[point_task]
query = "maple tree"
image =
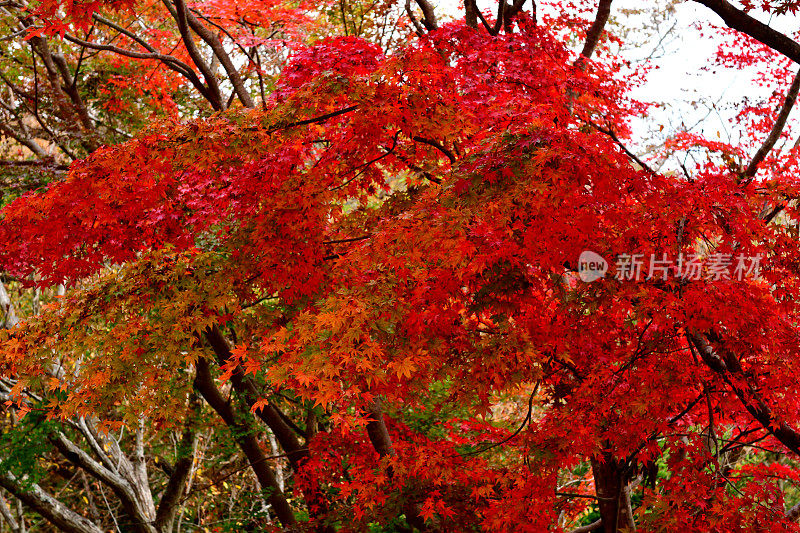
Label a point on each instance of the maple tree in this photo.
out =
(359, 272)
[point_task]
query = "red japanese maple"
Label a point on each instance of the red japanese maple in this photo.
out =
(398, 233)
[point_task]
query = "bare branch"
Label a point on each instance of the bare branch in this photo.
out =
(776, 131)
(739, 20)
(595, 31)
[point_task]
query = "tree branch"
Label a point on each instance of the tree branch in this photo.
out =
(741, 21)
(776, 131)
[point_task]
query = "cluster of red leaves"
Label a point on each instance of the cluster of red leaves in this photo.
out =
(461, 278)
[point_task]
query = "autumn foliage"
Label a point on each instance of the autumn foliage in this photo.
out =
(377, 263)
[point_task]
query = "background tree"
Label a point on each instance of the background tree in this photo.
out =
(357, 280)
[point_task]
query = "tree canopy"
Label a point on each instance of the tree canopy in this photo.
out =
(353, 266)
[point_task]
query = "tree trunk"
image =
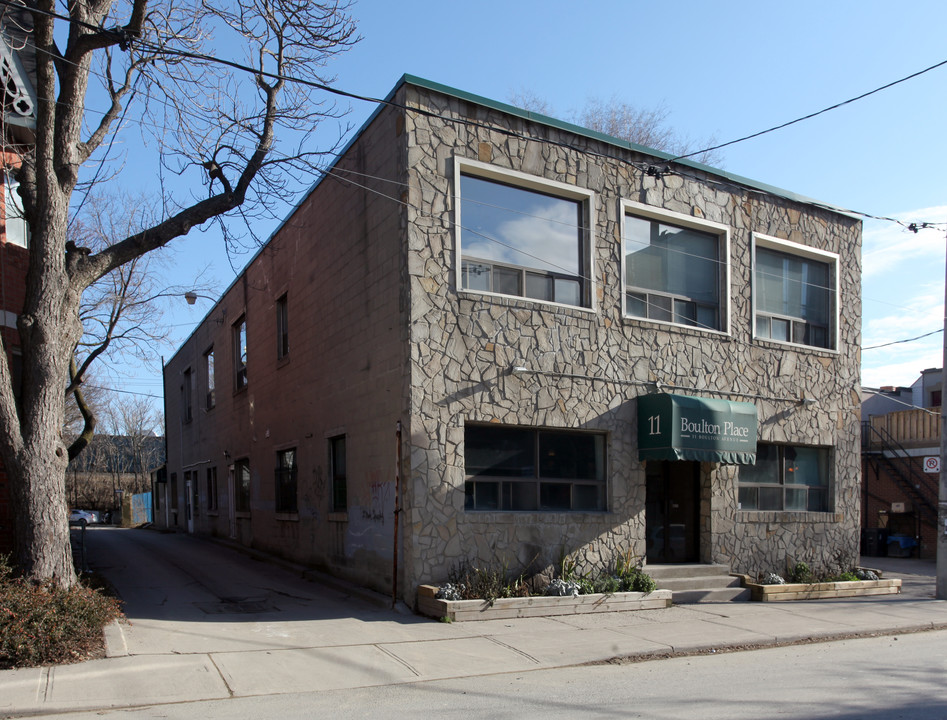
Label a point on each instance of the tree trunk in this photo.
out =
(43, 548)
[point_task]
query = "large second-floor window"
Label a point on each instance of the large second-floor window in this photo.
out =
(795, 294)
(675, 268)
(524, 237)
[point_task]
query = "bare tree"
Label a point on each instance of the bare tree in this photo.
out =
(120, 315)
(649, 127)
(138, 424)
(220, 131)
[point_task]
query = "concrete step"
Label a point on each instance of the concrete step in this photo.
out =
(698, 582)
(685, 570)
(733, 594)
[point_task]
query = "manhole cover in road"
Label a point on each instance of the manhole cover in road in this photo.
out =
(236, 606)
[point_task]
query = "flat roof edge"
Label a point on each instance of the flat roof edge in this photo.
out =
(617, 142)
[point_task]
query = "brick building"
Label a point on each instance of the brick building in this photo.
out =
(900, 436)
(19, 122)
(537, 341)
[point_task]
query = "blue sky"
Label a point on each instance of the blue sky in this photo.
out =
(722, 70)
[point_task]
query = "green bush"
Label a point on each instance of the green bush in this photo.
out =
(486, 582)
(801, 573)
(41, 624)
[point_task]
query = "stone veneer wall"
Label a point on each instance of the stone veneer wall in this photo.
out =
(590, 365)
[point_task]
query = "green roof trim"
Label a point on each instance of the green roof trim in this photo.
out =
(608, 139)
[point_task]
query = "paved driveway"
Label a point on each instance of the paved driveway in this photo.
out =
(183, 595)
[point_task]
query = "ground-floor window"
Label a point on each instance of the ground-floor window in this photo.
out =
(241, 469)
(786, 477)
(509, 468)
(286, 481)
(212, 489)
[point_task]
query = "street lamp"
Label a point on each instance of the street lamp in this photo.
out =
(191, 297)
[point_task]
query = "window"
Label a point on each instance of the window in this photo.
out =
(786, 477)
(523, 236)
(240, 353)
(795, 293)
(674, 272)
(17, 231)
(286, 481)
(337, 473)
(211, 398)
(212, 489)
(522, 469)
(282, 328)
(187, 413)
(241, 476)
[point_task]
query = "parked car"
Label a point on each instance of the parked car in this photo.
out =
(81, 517)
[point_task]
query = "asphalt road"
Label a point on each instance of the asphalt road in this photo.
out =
(868, 679)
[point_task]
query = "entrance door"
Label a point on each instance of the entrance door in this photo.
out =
(672, 511)
(189, 502)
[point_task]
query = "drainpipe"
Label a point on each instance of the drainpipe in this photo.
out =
(394, 562)
(167, 480)
(941, 529)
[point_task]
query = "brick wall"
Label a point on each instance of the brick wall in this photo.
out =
(339, 261)
(14, 261)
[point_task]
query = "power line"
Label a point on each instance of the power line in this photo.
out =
(899, 342)
(812, 115)
(124, 39)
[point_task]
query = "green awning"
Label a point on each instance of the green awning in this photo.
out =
(680, 427)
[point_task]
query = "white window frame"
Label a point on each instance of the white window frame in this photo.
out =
(810, 253)
(722, 231)
(475, 168)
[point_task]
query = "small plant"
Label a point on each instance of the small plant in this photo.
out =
(842, 577)
(42, 624)
(561, 588)
(484, 582)
(801, 573)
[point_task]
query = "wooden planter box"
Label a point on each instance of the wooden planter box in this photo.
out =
(539, 606)
(816, 591)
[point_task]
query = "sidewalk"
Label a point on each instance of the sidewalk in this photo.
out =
(313, 637)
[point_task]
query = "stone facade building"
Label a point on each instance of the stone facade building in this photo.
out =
(459, 322)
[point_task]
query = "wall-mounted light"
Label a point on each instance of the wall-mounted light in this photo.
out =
(190, 297)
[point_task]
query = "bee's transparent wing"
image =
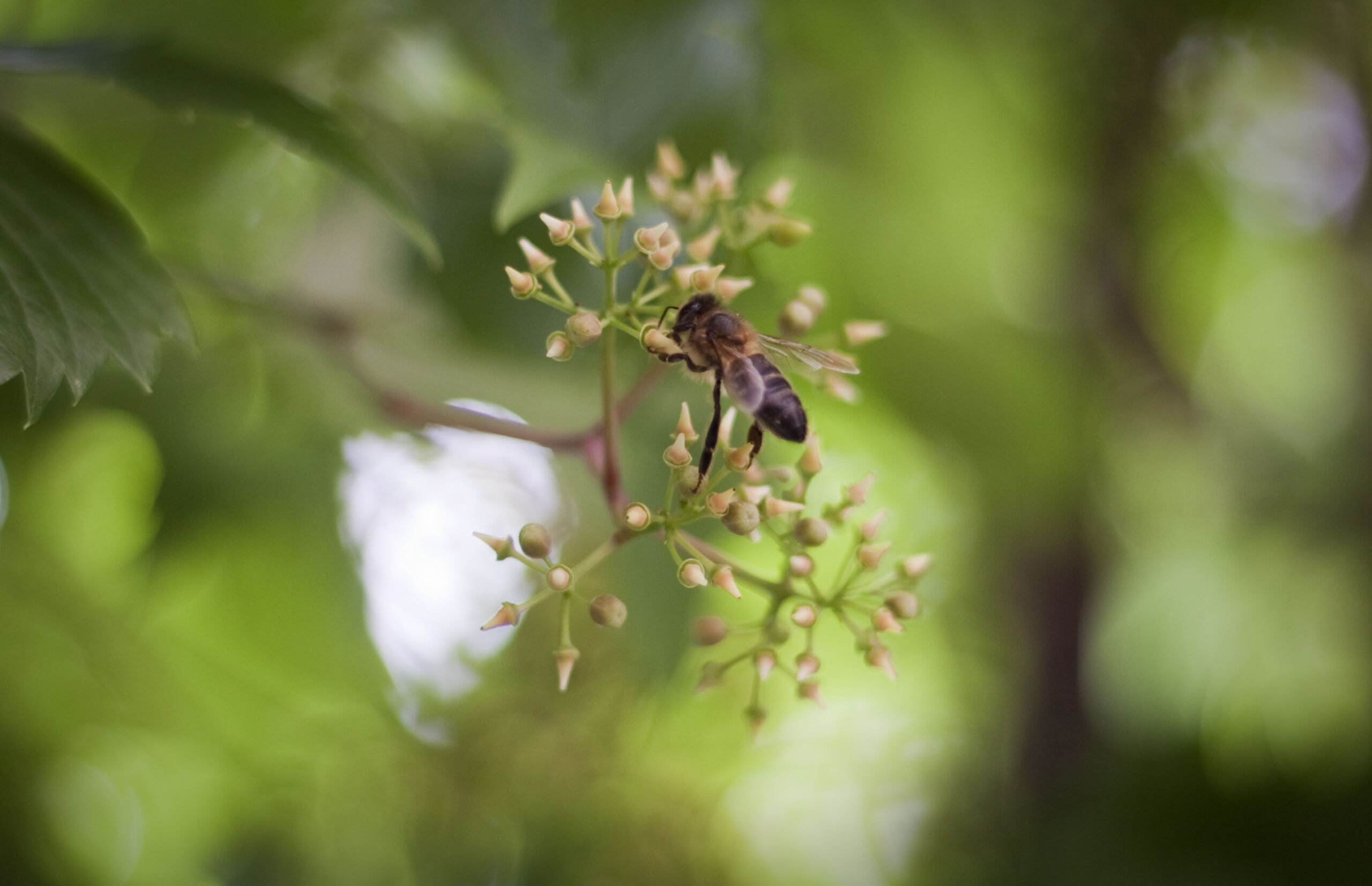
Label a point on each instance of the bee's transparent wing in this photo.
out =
(812, 357)
(743, 382)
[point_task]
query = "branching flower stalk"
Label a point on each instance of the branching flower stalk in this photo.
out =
(765, 504)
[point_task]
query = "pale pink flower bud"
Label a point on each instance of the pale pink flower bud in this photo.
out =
(579, 217)
(506, 615)
(537, 258)
(730, 287)
(885, 620)
(873, 524)
(608, 206)
(870, 555)
(559, 578)
(522, 284)
(566, 661)
(724, 578)
(703, 247)
(637, 516)
(559, 231)
(692, 574)
(777, 507)
(863, 331)
(670, 161)
(677, 455)
(684, 426)
(778, 194)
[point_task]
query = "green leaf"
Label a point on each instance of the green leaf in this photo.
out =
(542, 170)
(182, 83)
(77, 281)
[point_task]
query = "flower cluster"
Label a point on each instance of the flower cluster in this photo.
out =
(712, 228)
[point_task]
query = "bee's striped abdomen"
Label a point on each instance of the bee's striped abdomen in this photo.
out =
(780, 411)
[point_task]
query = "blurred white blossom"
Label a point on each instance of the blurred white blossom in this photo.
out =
(411, 504)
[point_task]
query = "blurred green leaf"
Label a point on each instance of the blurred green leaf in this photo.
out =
(183, 83)
(76, 278)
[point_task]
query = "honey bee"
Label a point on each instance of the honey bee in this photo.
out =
(714, 339)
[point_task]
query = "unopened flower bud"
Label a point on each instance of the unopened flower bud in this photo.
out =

Work required: Keep the pictures out of your copy, and repeat every entry above exactly.

Reply:
[point_task]
query = "maple tree"
image =
Label a point on each instance of the maple tree in this photo.
out =
(359, 272)
[point_task]
query = "red japanese maple"
Label a point on each instance of the red japanese maple in this photo.
out =
(398, 233)
[point_task]
query = "bare branch"
Label a point on each instance of the bare branch in this photo.
out =
(776, 131)
(739, 20)
(595, 31)
[point_task]
query = "tree branch"
Label a point on each instance of the tree branch in this photo.
out =
(741, 21)
(776, 131)
[point_task]
query = "cluster of red leaves"
Label a point on each instance of the cluster of red leaves in this photo.
out =
(461, 278)
[point_task]
query = "autumn foliage"
Label a point on each instance of the autumn foliage in this photo.
out =
(377, 263)
[point_task]
query = "background tree"
Label a point on each instance of the background tree in this photo.
out =
(357, 280)
[point_task]
query = "tree canopy"
Label a point on each instance of the tree canopy in this photo.
out =
(353, 266)
[point_task]
query = "tree trunk"
image =
Label a point on each instance of the tree trunk in this photo.
out =
(43, 548)
[point_task]
query = "large second-floor window"
Label a point on each instance of the large second-floor window in this photo.
out =
(795, 294)
(675, 268)
(524, 237)
[point_task]
query = "bare tree"
Label a point on each instance of the bare tree in this photo.
out =
(120, 315)
(649, 127)
(138, 424)
(220, 131)
[point_task]
query = "concrete step"
Label a point on each instance of the concrete step in this photo.
out =
(698, 582)
(685, 570)
(733, 594)
[point_task]
query = "manhole cover in road"
Label a point on each instance of the manhole cover in road in this photo.
out =
(236, 606)
[point_task]
query = "flat roof edge"
Label a point on each instance of the flat roof edge in this photo.
out =
(617, 142)
[point_task]
query = "brick building"
Label a point on each instance of the brick building in this photo.
out =
(900, 436)
(19, 122)
(537, 341)
[point_task]
query = "blue sky"
Label a point on each instance of the blue sky in this photo.
out =
(722, 70)
[point_task]
query = "green bush"
Label a point on each instance of the green bush in this photo.
out =
(486, 582)
(801, 573)
(41, 624)
[point_task]
query = "stone veneer wall"
Label a point on each instance of the stone veneer wall in this photo.
out =
(590, 365)
[point_task]
query = "green roof trim"
Label a point on each instance of the green roof trim in this photo.
out =
(608, 139)
[point_task]
query = "paved driveway"
Label a point on each instance of the paved driveway in this photo.
out =
(183, 595)
[point_task]
query = "ground-floor window"
Label a point on each instance of the ground-floor window in this photo.
out =
(241, 469)
(786, 477)
(509, 468)
(286, 481)
(212, 489)
[point_task]
query = "street lamp"
Label a point on each instance of the street lamp in this photo.
out =
(191, 297)
[point_task]
query = "window"
Label a point on each instance of the window in this photo.
out =
(786, 477)
(523, 236)
(240, 353)
(795, 293)
(674, 272)
(17, 231)
(286, 481)
(337, 473)
(211, 398)
(212, 489)
(522, 469)
(282, 328)
(187, 413)
(241, 476)
[point_task]
query = "parked car"
Label a point on each instance of the parked car in this photo.
out =
(81, 517)
[point_task]
query = "asphalt road"
Label a point on each instance of the asphalt road in this photo.
out =
(868, 679)
[point_task]
query = "entrance door"
Label a point on each instance of the entrance door in this photo.
out =
(672, 511)
(189, 502)
[point_task]
query = "drainpipe"
Label a point on each instance of the drainpipe in this photo.
out =
(394, 562)
(167, 480)
(941, 529)
[point_task]
query = "brick wall"
Label a point on each instance of the brick wall in this photo.
out =
(339, 261)
(14, 261)
[point_task]
query = "power line"
Label a point on each instance of the power line in this photo.
out =
(899, 342)
(812, 115)
(124, 39)
[point_task]
query = "green awning"
Label a point on each instance of the green awning in this photo.
out =
(680, 427)
[point_task]
query = "white window frame"
Label a point on each instance of the white window frame in this photo.
out =
(810, 253)
(722, 231)
(475, 168)
[point_task]
query = "small plant"
Label a point on each instance of the small plant in this photo.
out =
(842, 577)
(42, 624)
(561, 588)
(484, 582)
(801, 573)
[point_task]
query = "wooden planter box"
Label a point on each instance of the wooden planter box in this photo.
out =
(539, 606)
(816, 591)
[point_task]
query = "sidewalk"
Label a point on each instance of the sidewalk in this photo.
out =
(313, 637)
[point_task]
query = "stone facade building"
Label a point on each instance of the stone facade building in this photo.
out =
(459, 322)
[point_task]
query = "wall-mounted light"
Label a point on each instance of the wall-mounted light in this photo.
out =
(190, 297)
[point_task]
query = "bee's transparent wing"
image =
Label a point on each instance of the bee's transparent wing in this photo.
out =
(812, 357)
(743, 382)
[point_task]
query = "branching flower stalk"
Label a point on each instance of the branching flower stalk in this photo.
out =
(765, 504)
[point_task]
query = "pale pink flower bud"
Label a point on each instance of the pale pink flower bud in this photo.
out =
(579, 217)
(506, 615)
(537, 258)
(730, 287)
(885, 620)
(873, 524)
(608, 206)
(870, 555)
(559, 578)
(522, 284)
(566, 661)
(724, 578)
(703, 247)
(637, 516)
(559, 231)
(692, 574)
(777, 507)
(863, 331)
(670, 161)
(677, 455)
(684, 426)
(778, 194)
[point_task]
query = "green leaf"
Label a point on each instance of the green leaf in this photo.
out =
(542, 170)
(182, 83)
(77, 281)
[point_task]
query = "flower cluster"
Label a point on each instance of the flower cluster in this photo.
out =
(712, 228)
[point_task]
query = "bee's striped abdomen"
Label a point on each instance of the bee's striped abdomen in this photo.
out =
(780, 411)
[point_task]
query = "blurred white blossom"
Label a point on each instance of the blurred white blossom in this photo.
out =
(411, 504)
[point_task]
query = "blurred green leaf"
Label a point on each instance of the blurred green leaf in this photo.
out =
(183, 83)
(76, 278)
[point_task]
query = "honey bee"
Label a point on each instance of the honey bee in this photo.
out =
(714, 339)
[point_task]
query = "unopened flower bud"
Label a point on each instance of the unopened flower bud in this photo.
out =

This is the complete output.